* _Aim 1_
Output the passage of the "Under My Skin" article from "- Length: 3:17" to "four in Germany.", keeping every character the same.

--- Begin Passage ---

Single by Sarah Connor

from the album Sexy as Hell
- Released: 1 August 2008
- Studio: Delta Lab (Copenhagen)
- Length: 3:17
- Label: X-Cell
- Songwriters: Remee; Thomas Troelsen; Sarah Connor; O. G. Fortuna;
- Producers: Remee; Thomas Troelsen;

Sarah Connor singles chronology
| "Sexual Healing" (2007) | "Under My Skin" (2008) | "I'll Kiss It Away" (2008) |

= Under My Skin (Sarah Connor song) =

"Under My Skin" is a song by German singer Sarah Connor from her sixth studio album, Sexy as Hell (2008). It was written by Connor along with Remee, Thomas Troelsen, and O. G. Fortuna, and produced by Remee and Troelsen. The song was released as the album's lead single on 1 August 2008. Connor's first uptempo single release since 2005's "From Zero to Hero", the track managed to reach the top twenty in Austria and on a composite European Hot 100 Singles chart, as well as number four in Germany.

--- End Passage ---
--- Begin Given data ---

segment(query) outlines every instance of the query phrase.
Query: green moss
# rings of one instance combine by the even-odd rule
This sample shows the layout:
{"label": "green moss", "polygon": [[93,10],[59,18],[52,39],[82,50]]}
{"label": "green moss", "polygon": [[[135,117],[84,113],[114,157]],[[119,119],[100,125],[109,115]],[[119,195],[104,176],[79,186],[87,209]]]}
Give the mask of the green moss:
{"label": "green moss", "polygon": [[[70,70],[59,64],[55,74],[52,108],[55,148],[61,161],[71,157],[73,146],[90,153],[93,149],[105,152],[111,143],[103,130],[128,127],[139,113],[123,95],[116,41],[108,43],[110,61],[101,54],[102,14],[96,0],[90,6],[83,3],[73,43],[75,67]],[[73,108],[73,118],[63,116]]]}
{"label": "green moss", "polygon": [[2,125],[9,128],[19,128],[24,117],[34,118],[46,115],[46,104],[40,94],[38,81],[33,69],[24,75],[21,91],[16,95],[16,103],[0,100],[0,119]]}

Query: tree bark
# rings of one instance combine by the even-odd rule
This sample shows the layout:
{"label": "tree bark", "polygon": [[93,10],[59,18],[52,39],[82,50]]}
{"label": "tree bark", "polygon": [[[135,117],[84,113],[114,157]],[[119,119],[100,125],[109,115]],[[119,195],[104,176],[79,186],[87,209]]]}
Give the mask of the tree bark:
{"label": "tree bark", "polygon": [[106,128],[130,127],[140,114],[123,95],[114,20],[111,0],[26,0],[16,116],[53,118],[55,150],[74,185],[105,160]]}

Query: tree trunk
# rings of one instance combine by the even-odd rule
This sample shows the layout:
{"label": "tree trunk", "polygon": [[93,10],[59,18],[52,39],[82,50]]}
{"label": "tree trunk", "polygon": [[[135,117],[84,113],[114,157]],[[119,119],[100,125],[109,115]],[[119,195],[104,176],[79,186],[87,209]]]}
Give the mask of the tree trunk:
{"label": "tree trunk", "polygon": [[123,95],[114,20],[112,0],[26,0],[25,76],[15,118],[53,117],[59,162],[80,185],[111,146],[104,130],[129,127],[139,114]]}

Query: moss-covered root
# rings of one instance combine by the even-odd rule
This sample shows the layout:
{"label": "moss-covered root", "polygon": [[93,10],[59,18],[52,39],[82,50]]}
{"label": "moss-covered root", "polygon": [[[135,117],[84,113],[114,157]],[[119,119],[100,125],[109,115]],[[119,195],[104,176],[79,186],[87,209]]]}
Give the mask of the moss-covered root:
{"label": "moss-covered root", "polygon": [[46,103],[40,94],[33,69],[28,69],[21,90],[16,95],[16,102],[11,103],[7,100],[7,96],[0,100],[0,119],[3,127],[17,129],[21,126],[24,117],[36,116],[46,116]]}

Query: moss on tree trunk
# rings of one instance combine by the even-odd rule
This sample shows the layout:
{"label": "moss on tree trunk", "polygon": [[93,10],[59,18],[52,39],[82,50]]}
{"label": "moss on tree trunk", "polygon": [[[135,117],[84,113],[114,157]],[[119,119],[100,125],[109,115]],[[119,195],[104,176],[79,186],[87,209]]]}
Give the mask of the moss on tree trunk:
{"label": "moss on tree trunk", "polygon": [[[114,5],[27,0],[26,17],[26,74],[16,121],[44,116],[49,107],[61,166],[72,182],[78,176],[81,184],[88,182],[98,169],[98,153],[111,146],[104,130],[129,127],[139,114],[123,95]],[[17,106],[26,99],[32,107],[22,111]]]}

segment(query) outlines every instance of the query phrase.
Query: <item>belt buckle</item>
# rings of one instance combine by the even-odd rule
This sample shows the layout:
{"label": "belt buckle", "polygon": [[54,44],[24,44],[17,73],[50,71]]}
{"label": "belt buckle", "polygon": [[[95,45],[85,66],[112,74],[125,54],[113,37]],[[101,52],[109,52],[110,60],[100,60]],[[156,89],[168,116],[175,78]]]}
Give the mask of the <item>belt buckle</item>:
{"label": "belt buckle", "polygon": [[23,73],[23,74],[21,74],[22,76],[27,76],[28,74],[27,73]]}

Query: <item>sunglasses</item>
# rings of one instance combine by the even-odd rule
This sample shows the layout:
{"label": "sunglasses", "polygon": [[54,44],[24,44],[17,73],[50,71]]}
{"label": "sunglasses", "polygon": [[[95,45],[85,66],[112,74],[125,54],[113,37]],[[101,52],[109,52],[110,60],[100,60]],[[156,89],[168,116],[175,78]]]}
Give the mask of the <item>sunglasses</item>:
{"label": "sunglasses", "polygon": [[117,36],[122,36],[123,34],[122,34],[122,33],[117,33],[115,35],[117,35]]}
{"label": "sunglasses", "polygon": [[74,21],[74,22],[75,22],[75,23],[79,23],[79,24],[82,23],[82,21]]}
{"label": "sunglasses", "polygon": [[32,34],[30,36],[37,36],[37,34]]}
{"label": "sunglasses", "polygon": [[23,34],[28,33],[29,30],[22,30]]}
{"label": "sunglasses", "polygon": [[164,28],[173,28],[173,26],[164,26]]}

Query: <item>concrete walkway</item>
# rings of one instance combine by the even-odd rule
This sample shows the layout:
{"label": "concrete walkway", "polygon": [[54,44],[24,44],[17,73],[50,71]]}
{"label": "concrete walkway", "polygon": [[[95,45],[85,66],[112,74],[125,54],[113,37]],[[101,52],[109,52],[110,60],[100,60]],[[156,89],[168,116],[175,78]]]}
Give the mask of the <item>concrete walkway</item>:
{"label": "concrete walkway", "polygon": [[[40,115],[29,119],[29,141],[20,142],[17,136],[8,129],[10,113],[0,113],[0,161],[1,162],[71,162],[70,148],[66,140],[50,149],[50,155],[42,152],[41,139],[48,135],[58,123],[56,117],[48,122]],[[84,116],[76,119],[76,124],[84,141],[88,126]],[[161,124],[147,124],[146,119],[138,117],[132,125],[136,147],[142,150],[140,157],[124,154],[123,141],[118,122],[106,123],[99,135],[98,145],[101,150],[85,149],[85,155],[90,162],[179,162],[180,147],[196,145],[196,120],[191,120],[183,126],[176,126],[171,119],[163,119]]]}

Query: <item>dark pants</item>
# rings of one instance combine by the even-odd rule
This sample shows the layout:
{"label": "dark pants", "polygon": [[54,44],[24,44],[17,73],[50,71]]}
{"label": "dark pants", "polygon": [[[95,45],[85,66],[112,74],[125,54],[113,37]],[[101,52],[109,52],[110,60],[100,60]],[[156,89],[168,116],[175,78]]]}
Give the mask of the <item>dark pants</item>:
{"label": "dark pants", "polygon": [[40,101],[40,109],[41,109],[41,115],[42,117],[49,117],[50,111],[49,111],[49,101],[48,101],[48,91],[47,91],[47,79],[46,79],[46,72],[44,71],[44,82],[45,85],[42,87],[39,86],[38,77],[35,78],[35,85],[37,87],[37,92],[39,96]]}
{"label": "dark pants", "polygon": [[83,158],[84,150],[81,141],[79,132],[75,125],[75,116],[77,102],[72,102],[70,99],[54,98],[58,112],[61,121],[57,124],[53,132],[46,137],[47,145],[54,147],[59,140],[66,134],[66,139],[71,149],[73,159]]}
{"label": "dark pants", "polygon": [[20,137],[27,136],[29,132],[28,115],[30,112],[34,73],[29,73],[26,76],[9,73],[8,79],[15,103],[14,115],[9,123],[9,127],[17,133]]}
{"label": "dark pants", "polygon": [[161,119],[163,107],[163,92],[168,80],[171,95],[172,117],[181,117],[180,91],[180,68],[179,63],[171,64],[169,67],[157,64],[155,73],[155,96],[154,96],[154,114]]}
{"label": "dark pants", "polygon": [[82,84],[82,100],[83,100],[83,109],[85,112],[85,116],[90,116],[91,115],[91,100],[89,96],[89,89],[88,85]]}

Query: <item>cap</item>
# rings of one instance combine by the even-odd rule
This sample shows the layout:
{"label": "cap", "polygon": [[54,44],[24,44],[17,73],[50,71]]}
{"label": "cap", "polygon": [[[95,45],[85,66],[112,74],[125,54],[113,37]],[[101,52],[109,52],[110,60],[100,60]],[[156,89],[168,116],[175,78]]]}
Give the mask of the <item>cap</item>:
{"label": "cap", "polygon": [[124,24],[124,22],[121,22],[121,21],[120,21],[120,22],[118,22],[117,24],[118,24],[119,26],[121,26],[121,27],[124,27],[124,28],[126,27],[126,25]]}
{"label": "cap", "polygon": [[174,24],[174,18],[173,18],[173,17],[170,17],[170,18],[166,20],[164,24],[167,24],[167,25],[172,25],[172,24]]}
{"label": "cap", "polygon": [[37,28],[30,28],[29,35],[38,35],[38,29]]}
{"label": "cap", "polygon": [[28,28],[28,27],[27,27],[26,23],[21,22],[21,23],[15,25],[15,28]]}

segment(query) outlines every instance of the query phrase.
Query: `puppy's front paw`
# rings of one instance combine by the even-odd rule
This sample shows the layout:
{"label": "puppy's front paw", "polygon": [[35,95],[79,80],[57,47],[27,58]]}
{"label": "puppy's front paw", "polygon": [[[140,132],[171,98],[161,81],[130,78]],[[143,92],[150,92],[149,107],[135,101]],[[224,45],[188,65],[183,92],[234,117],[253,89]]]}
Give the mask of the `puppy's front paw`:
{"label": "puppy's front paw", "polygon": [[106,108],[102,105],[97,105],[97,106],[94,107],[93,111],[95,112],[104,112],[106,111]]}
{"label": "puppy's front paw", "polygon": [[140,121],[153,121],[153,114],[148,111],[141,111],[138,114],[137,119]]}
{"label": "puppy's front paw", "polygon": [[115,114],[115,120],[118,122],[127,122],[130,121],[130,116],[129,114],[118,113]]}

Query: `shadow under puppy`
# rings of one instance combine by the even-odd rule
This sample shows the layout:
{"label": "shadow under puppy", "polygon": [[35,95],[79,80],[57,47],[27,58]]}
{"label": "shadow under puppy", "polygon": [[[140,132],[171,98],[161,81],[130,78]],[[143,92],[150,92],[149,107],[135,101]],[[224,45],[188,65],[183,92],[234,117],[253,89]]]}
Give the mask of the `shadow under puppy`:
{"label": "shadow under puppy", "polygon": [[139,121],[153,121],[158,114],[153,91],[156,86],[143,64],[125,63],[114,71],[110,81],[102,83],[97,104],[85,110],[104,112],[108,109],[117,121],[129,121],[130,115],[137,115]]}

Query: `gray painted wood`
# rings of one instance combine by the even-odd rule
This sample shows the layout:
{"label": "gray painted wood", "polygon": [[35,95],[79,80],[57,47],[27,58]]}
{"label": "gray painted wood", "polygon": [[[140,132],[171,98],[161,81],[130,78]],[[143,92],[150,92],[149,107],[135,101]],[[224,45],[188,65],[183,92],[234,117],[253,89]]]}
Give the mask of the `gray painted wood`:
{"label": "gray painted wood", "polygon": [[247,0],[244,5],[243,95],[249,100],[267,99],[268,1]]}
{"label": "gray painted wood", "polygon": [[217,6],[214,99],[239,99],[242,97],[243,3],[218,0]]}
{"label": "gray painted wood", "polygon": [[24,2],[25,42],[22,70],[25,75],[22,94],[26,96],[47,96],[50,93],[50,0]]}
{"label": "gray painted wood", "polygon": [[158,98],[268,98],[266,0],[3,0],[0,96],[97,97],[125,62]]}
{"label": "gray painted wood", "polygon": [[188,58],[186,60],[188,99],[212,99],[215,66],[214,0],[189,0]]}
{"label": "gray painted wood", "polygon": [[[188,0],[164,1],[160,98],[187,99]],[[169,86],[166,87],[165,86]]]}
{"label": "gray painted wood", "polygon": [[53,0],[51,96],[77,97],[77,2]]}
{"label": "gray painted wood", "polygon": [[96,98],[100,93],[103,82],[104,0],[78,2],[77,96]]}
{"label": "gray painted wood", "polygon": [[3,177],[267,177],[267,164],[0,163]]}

--- End Given data ---

* _Aim 2_
Please return, word for word, the lines of the records from the line with "Query: moss-covered root" to the line with "Give the mask of the moss-covered".

* _Final answer 1_
- Length: 3:17
- Label: X-Cell
- Songwriters: Remee; Thomas Troelsen; Sarah Connor; O. G. Fortuna;
- Producers: Remee; Thomas Troelsen;

Sarah Connor singles chronology
| "Sexual Healing" (2007) | "Under My Skin" (2008) | "I'll Kiss It Away" (2008) |

= Under My Skin (Sarah Connor song) =

"Under My Skin" is a song by German singer Sarah Connor from her sixth studio album, Sexy as Hell (2008). It was written by Connor along with Remee, Thomas Troelsen, and O. G. Fortuna, and produced by Remee and Troelsen. The song was released as the album's lead single on 1 August 2008. Connor's first uptempo single release since 2005's "From Zero to Hero", the track managed to reach the top twenty in Austria and on a composite European Hot 100 Singles chart, as well as number four in Germany.

* _Final answer 2_
Query: moss-covered root
# rings of one instance combine by the even-odd rule
This sample shows the layout:
{"label": "moss-covered root", "polygon": [[93,10],[59,18],[52,39],[82,50]]}
{"label": "moss-covered root", "polygon": [[[135,117],[84,113],[114,157]],[[119,119],[100,125],[109,115]],[[119,195],[104,176],[79,186],[87,209]]]}
Give the mask of the moss-covered root:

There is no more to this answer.